DATA FOR THIS TASK
■ ■ ■ ■ ■ ■ ■

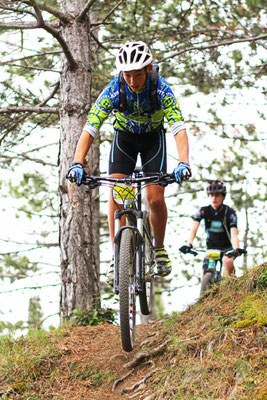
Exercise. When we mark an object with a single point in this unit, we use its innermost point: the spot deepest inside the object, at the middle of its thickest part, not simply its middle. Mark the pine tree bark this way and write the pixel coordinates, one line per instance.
(79, 206)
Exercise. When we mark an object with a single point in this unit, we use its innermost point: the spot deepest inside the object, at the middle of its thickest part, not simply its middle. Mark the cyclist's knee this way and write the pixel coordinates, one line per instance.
(156, 201)
(228, 264)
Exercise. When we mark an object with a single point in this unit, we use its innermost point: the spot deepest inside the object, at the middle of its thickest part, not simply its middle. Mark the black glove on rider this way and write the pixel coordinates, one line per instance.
(186, 249)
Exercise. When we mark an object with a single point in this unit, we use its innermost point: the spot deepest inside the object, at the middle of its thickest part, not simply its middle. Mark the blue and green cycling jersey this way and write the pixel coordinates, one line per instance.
(139, 117)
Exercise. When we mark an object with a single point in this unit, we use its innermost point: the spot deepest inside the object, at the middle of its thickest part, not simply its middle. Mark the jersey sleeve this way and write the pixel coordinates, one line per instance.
(199, 215)
(106, 102)
(170, 106)
(232, 218)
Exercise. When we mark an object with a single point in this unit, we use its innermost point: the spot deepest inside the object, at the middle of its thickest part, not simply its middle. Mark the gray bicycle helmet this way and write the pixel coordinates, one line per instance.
(133, 55)
(216, 187)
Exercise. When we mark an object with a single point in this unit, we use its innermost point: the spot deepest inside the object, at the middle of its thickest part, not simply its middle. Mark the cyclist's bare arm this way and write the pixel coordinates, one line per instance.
(234, 237)
(83, 147)
(193, 232)
(181, 140)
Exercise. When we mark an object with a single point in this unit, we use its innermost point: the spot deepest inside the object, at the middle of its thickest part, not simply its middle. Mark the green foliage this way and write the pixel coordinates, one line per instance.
(34, 312)
(254, 311)
(95, 317)
(91, 374)
(16, 267)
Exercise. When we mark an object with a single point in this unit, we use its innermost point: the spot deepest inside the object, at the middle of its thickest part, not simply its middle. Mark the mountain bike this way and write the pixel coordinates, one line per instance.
(212, 266)
(133, 243)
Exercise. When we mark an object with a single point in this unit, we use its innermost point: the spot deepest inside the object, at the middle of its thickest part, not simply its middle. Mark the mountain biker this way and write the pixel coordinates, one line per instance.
(138, 129)
(220, 225)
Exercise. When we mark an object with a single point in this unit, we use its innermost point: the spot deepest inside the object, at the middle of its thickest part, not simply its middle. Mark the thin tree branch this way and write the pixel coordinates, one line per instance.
(54, 11)
(111, 12)
(24, 157)
(55, 33)
(33, 68)
(37, 110)
(215, 45)
(30, 288)
(85, 10)
(100, 44)
(27, 57)
(51, 95)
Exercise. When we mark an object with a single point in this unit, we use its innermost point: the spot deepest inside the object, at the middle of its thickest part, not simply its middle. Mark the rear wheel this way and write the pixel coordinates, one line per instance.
(206, 283)
(127, 289)
(146, 297)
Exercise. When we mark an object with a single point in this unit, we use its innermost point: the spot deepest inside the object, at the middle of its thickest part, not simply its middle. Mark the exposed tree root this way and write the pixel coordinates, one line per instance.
(144, 355)
(137, 384)
(115, 384)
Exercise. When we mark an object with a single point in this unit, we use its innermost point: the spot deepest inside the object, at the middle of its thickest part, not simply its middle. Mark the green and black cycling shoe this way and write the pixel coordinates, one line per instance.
(110, 274)
(162, 261)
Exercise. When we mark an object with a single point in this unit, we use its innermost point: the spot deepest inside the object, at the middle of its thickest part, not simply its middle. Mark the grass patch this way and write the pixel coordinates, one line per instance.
(26, 360)
(217, 345)
(91, 374)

■ ■ ■ ■ ■ ■ ■

TASK DIRECTIONS
Set down the material above exactly as it reads, but not its pictures.

RESPONSE TO THE TASK
Exercise. When we mark an object with a single point in this unit, we use its innermost point: the spot deepest inside the object, at the middle of its thickest part, not simply its middle. Mark the pine tree bark this way and write the pixel coordinates, one line per instance.
(79, 206)
Exercise. When we mark an object with a single point in this unit, we use its innermost point: the spot deepest inside the object, at the middle of its thickest part, not simply its middle. Mark the cyclist's knee this way and write the pixel coordinates, one line per instance.
(156, 201)
(228, 264)
Exercise. When we mark an object with a single point in this unit, we use its innermost point: the spot deepest inside the object, at the middle of its thickest part, not simply its middle. Mark the black glove on rider this way and write the pixel coordinates, one line per instance.
(186, 249)
Exercise. When we mark an object with a single point in this unit, we use its innermost point: the spot deepest inside the object, at the middle of its thickest part, not simply its middle. Mark the blue and green cycling jersey this way and write the pixel coordinates, one line per instance.
(139, 117)
Exercise. When we mark an object with a single point in this unit, we use its innermost point: the spot deepest inside the object, at the middle of its thickest part, not simply its middle. Mark the jersey sleeve this way and write the pixel coordinates, one line per instance.
(199, 215)
(106, 102)
(170, 106)
(232, 218)
Exercise. When we mark an object with a single point in this unit, we use its innermost point: the spot deepest inside the object, at the middle of its thickest part, not simply its middle. Mark the gray bicycle helmet this way and write the pixel coordinates, one line per instance.
(133, 55)
(216, 187)
Exercise. When we mark an object with a single point in this unit, we use its innermost point: the spot deepest inside the object, at the middle of its thickest part, not simply its middle. Mark the cyclist's bare arm this way and write the pixel coordinates, one line per instance.
(234, 237)
(83, 147)
(193, 232)
(181, 140)
Exercise. When we mark an object with a single point in this unit, we use its innermost point: the spot deepest inside the object, at the middle of its thickest part, not simply its middle. Mark the green foliage this way and write the pixel coordinates, one line per instance.
(34, 312)
(254, 311)
(95, 317)
(91, 374)
(16, 267)
Exercise. When we mark an object with a single point in this unit, we use its innermost point: the spot deepest inside the object, at the middle of its thickest part, not simply its middle. Mark the mountain bike this way and write the pixel coordinates, one line per instance.
(212, 266)
(133, 243)
Exercise. When we mark an object with a single point in this unit, we use its innermost point: the spot deepest inside the object, at the middle of its thickest part, not simply its middle. Mark the mountain biker this way and write the pixel coordinates, one line per instance.
(138, 129)
(220, 225)
Exercise. When we mark an object with a single point in this unit, we use its innermost point: the spot deepest inside the object, at the middle of its thickest part, not simply its middle. Mark the thin tree branch this way and write the pixel coordinates, one line per instance.
(54, 11)
(111, 12)
(24, 157)
(55, 33)
(33, 68)
(37, 110)
(215, 45)
(30, 288)
(85, 10)
(100, 44)
(27, 57)
(51, 95)
Exercise. When we mark an object with a single point in this unit, we use its innermost point: the spot deepest inside the object, at the middle of its thickest part, not simply its middle. Mark the rear wheel this way and write the pixel coordinates, one line per instance.
(206, 283)
(127, 289)
(146, 297)
Exercise. When we mark an object with a single point in this unit, we use its innermost point: the spot deepest inside the object, at the middle of its thickest part, not simply its middle. Mark the exposed tree root this way and write the pixel coordinates, one line per instance.
(144, 355)
(137, 384)
(115, 384)
Exercise. When we mark an object with a single point in this unit, we use its innermost point: the spot deepest inside the object, at the middle of its thickest part, not simply its middle. Mark the green and black cycling shoe this way and write the pixel coordinates, one line per instance.
(110, 274)
(162, 261)
Exercise. When we mark an object with a single point in this unit, we use its innermost point: the spot deepest inside the object, at the middle of its thickest part, not simply its middle. Mark the grass patch this way and write the pixel coordinates, one line per instance.
(26, 360)
(217, 345)
(91, 374)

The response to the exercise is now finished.